→ **Problem**
Find each line in the records below that contains the string "cloud", and copy those lines.

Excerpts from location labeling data
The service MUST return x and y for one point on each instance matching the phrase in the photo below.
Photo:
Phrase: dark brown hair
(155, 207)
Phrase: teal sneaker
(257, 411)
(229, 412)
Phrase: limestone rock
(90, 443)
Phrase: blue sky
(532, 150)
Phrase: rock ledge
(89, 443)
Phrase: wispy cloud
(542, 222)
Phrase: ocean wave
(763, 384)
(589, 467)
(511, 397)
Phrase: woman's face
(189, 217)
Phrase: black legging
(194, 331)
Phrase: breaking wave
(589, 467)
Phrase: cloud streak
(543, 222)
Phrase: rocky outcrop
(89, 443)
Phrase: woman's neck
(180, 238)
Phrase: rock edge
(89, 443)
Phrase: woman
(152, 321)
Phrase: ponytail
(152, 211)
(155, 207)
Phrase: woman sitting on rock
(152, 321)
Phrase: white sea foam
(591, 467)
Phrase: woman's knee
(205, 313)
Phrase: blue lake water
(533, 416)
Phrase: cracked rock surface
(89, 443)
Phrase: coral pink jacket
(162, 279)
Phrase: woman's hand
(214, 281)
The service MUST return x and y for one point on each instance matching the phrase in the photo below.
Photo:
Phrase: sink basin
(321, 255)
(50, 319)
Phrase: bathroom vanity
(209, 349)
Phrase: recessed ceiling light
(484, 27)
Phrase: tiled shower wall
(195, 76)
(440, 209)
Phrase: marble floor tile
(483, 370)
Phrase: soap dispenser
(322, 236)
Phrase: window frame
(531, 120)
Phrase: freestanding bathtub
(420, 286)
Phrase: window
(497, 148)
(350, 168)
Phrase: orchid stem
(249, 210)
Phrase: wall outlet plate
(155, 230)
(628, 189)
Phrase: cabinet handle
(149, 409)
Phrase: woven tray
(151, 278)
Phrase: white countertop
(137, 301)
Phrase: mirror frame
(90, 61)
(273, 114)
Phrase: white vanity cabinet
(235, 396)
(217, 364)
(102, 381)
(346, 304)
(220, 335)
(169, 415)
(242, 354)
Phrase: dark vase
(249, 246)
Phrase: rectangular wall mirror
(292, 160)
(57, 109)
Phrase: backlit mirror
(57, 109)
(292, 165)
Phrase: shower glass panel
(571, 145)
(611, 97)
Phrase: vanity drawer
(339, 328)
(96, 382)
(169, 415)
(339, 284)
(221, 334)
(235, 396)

==

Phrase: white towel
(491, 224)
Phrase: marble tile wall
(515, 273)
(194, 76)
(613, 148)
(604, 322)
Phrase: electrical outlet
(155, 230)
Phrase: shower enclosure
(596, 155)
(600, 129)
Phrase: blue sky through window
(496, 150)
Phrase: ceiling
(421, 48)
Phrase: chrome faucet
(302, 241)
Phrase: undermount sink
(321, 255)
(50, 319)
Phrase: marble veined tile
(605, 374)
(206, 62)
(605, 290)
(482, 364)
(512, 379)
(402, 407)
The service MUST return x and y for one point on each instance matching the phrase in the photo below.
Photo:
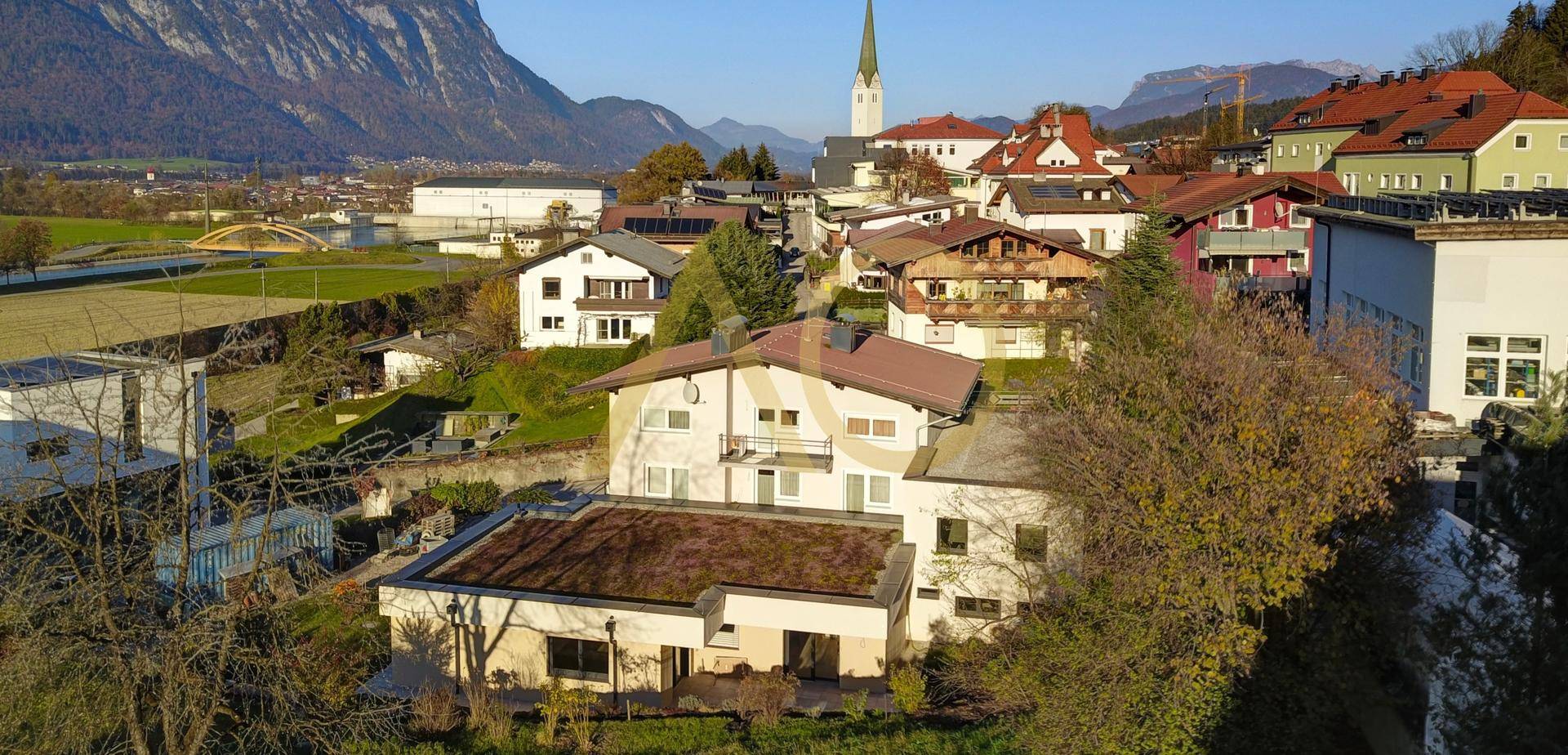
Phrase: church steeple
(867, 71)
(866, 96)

→ **Exercise result**
Phrase: wispy cloud
Phrase: cloud streak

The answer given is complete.